* [Supplied records]
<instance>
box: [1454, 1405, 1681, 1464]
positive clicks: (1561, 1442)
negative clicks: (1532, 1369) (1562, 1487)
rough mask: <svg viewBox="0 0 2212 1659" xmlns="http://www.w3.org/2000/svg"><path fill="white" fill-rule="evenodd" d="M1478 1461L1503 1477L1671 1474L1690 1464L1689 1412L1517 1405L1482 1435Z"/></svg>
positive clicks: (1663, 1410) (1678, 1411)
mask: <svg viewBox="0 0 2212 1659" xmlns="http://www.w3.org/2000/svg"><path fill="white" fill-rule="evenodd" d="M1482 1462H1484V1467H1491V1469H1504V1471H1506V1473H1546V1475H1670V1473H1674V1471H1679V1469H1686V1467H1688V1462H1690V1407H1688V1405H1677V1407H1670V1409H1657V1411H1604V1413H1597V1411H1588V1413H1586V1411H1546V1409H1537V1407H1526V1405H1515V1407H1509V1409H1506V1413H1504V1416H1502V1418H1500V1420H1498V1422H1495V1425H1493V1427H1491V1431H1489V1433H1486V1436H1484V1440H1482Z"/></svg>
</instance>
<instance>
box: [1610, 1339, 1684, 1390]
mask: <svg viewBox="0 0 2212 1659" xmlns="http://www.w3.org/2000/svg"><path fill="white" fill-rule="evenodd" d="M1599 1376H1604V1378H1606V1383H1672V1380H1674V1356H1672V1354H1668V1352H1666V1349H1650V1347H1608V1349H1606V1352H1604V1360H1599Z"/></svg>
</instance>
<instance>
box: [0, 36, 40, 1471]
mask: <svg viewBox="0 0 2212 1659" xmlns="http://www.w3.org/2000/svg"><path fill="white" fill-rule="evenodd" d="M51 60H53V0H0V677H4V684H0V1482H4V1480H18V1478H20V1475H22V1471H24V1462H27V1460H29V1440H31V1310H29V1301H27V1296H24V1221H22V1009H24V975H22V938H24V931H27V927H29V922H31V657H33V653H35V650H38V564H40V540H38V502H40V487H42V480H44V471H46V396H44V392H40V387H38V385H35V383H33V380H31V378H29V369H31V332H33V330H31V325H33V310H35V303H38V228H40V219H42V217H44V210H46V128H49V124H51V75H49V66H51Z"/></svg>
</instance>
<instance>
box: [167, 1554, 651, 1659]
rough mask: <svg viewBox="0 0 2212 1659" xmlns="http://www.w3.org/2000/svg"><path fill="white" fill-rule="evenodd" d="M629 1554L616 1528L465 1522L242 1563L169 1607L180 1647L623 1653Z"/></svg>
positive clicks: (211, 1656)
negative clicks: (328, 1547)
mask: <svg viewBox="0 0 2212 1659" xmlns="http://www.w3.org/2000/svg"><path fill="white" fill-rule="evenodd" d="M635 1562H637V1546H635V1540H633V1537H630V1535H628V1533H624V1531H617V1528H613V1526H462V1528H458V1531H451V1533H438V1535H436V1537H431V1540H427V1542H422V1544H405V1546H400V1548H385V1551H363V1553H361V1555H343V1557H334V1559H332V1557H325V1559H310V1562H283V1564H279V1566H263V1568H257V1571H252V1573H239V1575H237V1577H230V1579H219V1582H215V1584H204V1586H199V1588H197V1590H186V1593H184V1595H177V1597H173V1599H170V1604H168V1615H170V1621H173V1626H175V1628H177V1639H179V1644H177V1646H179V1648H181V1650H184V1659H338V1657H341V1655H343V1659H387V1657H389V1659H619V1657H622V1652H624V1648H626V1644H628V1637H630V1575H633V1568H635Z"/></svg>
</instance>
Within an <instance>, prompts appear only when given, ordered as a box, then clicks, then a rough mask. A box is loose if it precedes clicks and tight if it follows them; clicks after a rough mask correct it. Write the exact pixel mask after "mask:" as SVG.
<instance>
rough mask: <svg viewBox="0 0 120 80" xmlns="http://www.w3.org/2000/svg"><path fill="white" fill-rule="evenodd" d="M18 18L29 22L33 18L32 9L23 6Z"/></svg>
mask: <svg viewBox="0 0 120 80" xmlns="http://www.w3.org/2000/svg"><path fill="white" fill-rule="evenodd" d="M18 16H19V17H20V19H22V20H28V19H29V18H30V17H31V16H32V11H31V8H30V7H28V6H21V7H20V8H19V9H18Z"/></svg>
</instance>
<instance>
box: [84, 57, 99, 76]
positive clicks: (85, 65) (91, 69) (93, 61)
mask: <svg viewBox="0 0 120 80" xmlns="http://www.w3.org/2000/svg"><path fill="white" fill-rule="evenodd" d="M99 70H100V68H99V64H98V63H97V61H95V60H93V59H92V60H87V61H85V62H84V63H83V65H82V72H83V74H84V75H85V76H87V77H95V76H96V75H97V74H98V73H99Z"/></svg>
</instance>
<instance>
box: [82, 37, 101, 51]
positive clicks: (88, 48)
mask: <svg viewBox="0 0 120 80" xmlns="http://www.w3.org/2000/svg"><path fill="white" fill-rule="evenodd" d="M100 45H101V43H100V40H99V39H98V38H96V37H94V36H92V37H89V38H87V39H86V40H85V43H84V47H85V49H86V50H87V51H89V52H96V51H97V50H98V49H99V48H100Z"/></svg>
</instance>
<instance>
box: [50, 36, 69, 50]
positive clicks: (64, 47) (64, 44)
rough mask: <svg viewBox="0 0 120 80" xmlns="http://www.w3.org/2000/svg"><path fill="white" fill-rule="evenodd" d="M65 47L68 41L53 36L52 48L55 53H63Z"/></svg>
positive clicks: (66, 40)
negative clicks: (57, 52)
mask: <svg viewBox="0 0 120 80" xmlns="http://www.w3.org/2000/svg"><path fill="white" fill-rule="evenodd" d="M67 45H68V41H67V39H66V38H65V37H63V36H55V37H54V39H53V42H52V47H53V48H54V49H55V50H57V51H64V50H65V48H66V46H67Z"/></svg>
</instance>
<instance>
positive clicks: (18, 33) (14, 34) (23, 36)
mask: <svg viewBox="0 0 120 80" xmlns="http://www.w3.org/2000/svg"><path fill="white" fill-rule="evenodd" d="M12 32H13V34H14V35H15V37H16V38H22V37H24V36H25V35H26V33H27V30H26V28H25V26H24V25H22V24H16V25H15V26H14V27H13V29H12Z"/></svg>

* [Requirement] All of the data above must be repeated exactly.

* [Written reply]
<instance>
box: [1454, 1405, 1681, 1464]
positive clicks: (1561, 1442)
negative clicks: (1532, 1369) (1562, 1487)
rough mask: <svg viewBox="0 0 2212 1659" xmlns="http://www.w3.org/2000/svg"><path fill="white" fill-rule="evenodd" d="M1478 1461L1503 1477L1671 1474L1690 1464L1689 1412L1517 1405L1482 1435Z"/></svg>
positive clicks: (1663, 1410) (1678, 1411)
mask: <svg viewBox="0 0 2212 1659" xmlns="http://www.w3.org/2000/svg"><path fill="white" fill-rule="evenodd" d="M1482 1462H1484V1467H1491V1469H1504V1471H1506V1473H1546V1475H1670V1473H1674V1471H1679V1469H1686V1467H1688V1462H1690V1407H1688V1405H1677V1407H1670V1409H1657V1411H1604V1413H1597V1411H1588V1413H1586V1411H1546V1409H1537V1407H1526V1405H1515V1407H1509V1409H1506V1413H1504V1416H1502V1418H1500V1420H1498V1422H1495V1425H1493V1427H1491V1431H1489V1433H1486V1436H1484V1440H1482Z"/></svg>
</instance>
<instance>
box: [1610, 1339, 1684, 1390]
mask: <svg viewBox="0 0 2212 1659" xmlns="http://www.w3.org/2000/svg"><path fill="white" fill-rule="evenodd" d="M1599 1376H1604V1378H1606V1383H1672V1380H1674V1356H1672V1354H1668V1352H1666V1349H1650V1347H1608V1349H1606V1352H1604V1360H1599Z"/></svg>
</instance>
<instance>
box: [0, 36, 40, 1471]
mask: <svg viewBox="0 0 2212 1659" xmlns="http://www.w3.org/2000/svg"><path fill="white" fill-rule="evenodd" d="M51 60H53V0H0V677H4V684H0V1482H4V1480H18V1478H20V1475H22V1471H24V1462H27V1460H29V1440H31V1310H29V1301H27V1296H24V1221H22V1009H24V975H22V938H24V931H27V927H29V922H31V657H33V653H35V650H38V564H40V540H38V502H40V487H42V480H44V471H46V396H44V392H40V387H38V385H35V383H33V380H31V378H29V369H31V332H33V330H31V325H33V310H35V303H38V228H40V219H42V217H44V210H46V128H49V124H51V75H49V66H51Z"/></svg>
</instance>
<instance>
box: [167, 1554, 651, 1659]
rough mask: <svg viewBox="0 0 2212 1659" xmlns="http://www.w3.org/2000/svg"><path fill="white" fill-rule="evenodd" d="M629 1554L616 1528L465 1522L242 1563L169 1607L180 1647L623 1653Z"/></svg>
positive clicks: (211, 1656)
negative clicks: (328, 1547)
mask: <svg viewBox="0 0 2212 1659" xmlns="http://www.w3.org/2000/svg"><path fill="white" fill-rule="evenodd" d="M635 1562H637V1546H635V1540H633V1537H630V1535H628V1533H624V1531H617V1528H613V1526H462V1528H458V1531H451V1533H438V1535H436V1537H431V1540H427V1542H422V1544H405V1546H400V1548H385V1551H363V1553H361V1555H343V1557H334V1559H332V1557H325V1559H310V1562H283V1564H279V1566H263V1568H257V1571H252V1573H239V1575H237V1577H230V1579H219V1582H215V1584H204V1586H199V1588H197V1590H186V1593H184V1595H177V1597H173V1599H170V1604H168V1615H170V1621H173V1626H175V1628H177V1639H179V1644H177V1646H179V1648H181V1650H184V1659H338V1657H341V1655H343V1659H387V1657H389V1659H619V1657H622V1652H624V1648H626V1644H628V1637H630V1575H633V1568H635Z"/></svg>
</instance>
Within an <instance>, prompts appear only when given, ordered as a box, then clicks, then a rough mask. A box is loose if it precedes clicks and tight if it follows them; clicks after a rough mask correct it. Write the exact pixel mask after "mask:" as SVG.
<instance>
rough mask: <svg viewBox="0 0 120 80" xmlns="http://www.w3.org/2000/svg"><path fill="white" fill-rule="evenodd" d="M18 18L29 22L33 18L32 9L23 6Z"/></svg>
mask: <svg viewBox="0 0 120 80" xmlns="http://www.w3.org/2000/svg"><path fill="white" fill-rule="evenodd" d="M18 16H19V17H20V19H22V20H28V19H29V18H30V17H31V16H32V11H31V8H30V7H28V6H21V7H20V8H19V9H18Z"/></svg>
</instance>
<instance>
box: [84, 57, 99, 76]
positive clicks: (85, 65) (91, 69) (93, 61)
mask: <svg viewBox="0 0 120 80" xmlns="http://www.w3.org/2000/svg"><path fill="white" fill-rule="evenodd" d="M99 70H100V68H99V64H98V63H97V61H95V60H93V59H92V60H87V61H85V62H84V63H83V65H82V72H83V74H84V75H85V76H87V77H95V76H96V75H97V74H98V73H99Z"/></svg>
</instance>
<instance>
box: [82, 37, 101, 51]
positive clicks: (88, 48)
mask: <svg viewBox="0 0 120 80" xmlns="http://www.w3.org/2000/svg"><path fill="white" fill-rule="evenodd" d="M100 45H101V43H100V40H99V39H98V38H96V37H94V36H92V37H89V38H87V39H86V40H85V43H84V47H85V49H86V50H87V51H89V52H96V51H97V50H98V49H99V48H100Z"/></svg>
</instance>
<instance>
box: [50, 36, 69, 50]
positive clicks: (64, 47) (64, 44)
rough mask: <svg viewBox="0 0 120 80" xmlns="http://www.w3.org/2000/svg"><path fill="white" fill-rule="evenodd" d="M65 47L68 41L53 36L52 48L55 53H63Z"/></svg>
positive clicks: (66, 40)
negative clicks: (57, 52)
mask: <svg viewBox="0 0 120 80" xmlns="http://www.w3.org/2000/svg"><path fill="white" fill-rule="evenodd" d="M67 45H68V41H67V39H66V38H65V37H63V36H55V37H54V39H53V42H52V47H53V48H54V49H55V50H57V51H64V50H65V48H66V46H67Z"/></svg>
</instance>
<instance>
positive clicks: (18, 33) (14, 34) (23, 36)
mask: <svg viewBox="0 0 120 80" xmlns="http://www.w3.org/2000/svg"><path fill="white" fill-rule="evenodd" d="M12 32H13V34H14V35H15V37H16V38H22V37H24V36H25V35H26V33H27V30H26V28H25V26H24V25H22V24H16V25H15V26H14V27H13V29H12Z"/></svg>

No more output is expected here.